Work request:
Copy verbatim the block of lines in the entries below whose first line contains "Point out the green tree, one" and whose last line contains "Point out the balcony". Leave out all other lines.

(Records to use begins)

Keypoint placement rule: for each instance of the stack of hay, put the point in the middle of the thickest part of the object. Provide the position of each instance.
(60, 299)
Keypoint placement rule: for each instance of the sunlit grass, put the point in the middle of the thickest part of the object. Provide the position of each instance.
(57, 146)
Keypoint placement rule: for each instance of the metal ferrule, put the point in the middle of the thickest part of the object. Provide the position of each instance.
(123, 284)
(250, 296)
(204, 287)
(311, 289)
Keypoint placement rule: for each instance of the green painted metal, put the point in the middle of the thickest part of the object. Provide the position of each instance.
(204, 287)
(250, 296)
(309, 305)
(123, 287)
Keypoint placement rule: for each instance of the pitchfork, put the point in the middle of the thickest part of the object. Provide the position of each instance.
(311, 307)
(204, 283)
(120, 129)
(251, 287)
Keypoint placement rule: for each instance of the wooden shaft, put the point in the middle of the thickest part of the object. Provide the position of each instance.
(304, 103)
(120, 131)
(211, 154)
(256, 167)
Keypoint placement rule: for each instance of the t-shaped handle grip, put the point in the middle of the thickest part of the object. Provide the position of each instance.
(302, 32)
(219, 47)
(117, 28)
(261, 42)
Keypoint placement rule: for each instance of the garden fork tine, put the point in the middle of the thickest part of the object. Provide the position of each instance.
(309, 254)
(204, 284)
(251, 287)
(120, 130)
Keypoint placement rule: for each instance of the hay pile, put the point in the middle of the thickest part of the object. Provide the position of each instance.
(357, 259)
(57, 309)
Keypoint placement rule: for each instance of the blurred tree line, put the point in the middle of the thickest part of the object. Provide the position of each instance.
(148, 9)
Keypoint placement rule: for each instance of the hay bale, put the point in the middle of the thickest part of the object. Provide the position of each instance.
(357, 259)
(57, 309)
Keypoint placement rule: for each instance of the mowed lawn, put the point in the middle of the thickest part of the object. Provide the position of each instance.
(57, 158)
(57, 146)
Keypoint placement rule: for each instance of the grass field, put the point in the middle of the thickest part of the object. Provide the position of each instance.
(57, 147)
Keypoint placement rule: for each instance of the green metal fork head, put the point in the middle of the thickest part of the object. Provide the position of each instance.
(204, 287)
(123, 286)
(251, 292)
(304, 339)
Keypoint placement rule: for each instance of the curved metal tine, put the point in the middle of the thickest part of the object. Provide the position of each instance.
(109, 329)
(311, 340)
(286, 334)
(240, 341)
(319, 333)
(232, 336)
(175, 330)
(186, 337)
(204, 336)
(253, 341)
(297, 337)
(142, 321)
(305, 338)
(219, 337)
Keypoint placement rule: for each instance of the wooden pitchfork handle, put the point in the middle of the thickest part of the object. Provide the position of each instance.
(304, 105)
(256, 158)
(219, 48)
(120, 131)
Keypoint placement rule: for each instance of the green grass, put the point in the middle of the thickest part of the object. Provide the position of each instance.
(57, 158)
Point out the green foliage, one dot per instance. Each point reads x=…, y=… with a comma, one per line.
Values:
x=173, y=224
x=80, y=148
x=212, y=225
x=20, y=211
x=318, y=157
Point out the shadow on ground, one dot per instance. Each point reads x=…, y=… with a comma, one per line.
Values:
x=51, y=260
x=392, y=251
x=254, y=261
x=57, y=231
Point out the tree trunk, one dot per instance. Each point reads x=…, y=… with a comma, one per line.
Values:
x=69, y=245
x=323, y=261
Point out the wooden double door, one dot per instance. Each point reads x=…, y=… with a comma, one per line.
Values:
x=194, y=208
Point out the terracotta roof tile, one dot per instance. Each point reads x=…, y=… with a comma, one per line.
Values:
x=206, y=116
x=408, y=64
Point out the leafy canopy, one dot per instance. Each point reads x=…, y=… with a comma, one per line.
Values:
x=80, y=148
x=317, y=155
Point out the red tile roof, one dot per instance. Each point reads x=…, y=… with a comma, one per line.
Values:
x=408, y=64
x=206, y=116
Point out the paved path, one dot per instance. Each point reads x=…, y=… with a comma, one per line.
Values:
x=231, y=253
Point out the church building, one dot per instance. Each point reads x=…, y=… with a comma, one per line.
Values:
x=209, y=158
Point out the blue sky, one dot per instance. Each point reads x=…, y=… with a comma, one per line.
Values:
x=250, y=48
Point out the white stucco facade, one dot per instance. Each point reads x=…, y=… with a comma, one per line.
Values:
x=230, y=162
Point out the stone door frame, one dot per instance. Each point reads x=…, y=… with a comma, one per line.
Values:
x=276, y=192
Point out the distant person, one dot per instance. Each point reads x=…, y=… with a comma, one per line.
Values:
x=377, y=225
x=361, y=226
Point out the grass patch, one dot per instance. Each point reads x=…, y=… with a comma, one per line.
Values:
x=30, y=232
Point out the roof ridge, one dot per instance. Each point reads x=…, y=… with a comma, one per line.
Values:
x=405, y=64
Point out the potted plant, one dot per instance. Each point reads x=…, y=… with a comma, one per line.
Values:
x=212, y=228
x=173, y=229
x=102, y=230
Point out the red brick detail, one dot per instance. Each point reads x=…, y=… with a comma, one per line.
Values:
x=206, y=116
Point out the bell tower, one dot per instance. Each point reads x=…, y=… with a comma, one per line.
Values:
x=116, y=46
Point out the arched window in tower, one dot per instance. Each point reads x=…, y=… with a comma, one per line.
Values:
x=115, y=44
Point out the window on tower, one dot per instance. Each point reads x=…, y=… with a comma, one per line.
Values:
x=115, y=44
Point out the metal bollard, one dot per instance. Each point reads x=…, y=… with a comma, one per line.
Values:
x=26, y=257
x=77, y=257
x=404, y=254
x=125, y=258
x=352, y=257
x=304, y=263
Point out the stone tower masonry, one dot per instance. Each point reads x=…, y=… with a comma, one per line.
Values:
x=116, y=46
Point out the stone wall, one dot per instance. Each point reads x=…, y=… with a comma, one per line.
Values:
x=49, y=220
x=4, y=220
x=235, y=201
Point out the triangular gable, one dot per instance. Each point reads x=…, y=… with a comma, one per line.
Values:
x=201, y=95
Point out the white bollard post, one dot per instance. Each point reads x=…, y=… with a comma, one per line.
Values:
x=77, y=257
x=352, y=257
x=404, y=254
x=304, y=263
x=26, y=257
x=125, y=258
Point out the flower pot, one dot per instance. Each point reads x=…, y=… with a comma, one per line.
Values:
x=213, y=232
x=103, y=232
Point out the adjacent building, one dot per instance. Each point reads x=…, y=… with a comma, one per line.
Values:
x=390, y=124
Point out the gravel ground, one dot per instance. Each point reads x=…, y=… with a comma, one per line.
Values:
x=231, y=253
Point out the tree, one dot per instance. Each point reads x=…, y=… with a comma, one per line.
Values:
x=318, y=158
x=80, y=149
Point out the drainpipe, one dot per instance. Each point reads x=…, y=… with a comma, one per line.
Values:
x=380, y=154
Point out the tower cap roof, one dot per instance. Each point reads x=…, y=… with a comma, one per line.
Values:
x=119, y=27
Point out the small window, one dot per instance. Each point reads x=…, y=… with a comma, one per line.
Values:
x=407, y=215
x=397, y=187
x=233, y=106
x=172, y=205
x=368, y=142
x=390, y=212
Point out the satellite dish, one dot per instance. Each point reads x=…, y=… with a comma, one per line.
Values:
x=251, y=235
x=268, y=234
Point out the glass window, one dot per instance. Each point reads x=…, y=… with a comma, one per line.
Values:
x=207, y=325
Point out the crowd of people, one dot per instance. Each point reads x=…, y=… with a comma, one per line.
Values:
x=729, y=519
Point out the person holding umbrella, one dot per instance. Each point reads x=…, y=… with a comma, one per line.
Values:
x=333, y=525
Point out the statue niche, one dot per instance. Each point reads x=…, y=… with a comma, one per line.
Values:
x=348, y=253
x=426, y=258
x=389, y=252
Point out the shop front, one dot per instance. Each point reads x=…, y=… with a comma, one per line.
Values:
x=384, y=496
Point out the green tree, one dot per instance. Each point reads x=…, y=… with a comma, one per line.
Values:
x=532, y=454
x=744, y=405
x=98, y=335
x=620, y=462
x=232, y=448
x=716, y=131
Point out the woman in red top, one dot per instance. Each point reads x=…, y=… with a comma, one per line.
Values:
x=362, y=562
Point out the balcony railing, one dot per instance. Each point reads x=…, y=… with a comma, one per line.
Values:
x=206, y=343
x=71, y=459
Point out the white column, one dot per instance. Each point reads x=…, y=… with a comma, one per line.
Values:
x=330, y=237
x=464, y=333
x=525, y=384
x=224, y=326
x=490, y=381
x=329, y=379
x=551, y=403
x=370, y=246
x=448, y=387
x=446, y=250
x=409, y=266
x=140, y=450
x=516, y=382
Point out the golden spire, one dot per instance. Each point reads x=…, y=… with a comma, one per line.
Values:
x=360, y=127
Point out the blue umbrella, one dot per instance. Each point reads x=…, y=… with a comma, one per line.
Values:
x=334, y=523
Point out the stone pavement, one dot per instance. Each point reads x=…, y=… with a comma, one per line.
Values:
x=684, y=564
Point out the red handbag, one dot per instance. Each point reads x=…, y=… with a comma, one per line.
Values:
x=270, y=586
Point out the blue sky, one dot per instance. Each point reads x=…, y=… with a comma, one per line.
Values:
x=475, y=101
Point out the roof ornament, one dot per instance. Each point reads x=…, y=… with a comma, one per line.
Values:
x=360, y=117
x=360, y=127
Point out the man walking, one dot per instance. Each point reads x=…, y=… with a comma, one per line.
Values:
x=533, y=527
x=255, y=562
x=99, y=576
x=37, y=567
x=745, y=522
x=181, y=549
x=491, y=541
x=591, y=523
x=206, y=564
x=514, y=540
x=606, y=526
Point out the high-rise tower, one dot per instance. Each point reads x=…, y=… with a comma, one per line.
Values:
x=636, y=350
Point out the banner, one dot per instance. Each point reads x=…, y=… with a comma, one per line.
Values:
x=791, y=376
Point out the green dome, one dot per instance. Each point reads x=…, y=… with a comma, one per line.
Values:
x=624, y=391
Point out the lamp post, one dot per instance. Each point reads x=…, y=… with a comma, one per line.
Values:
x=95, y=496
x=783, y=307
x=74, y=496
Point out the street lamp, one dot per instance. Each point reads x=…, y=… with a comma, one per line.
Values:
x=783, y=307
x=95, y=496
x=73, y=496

(Records to use ends)

Task answer:
Point out the green tree, one dot per instance. Each point reads x=…, y=… with a comma, one per line.
Values:
x=532, y=454
x=744, y=405
x=98, y=335
x=620, y=462
x=232, y=448
x=716, y=131
Point out the woman in red top, one dot per instance. Each point reads x=…, y=… with a comma, one per line.
Values:
x=362, y=562
Point out the balcony railing, one dot per instance. Each point reads x=…, y=… with a comma, one per line.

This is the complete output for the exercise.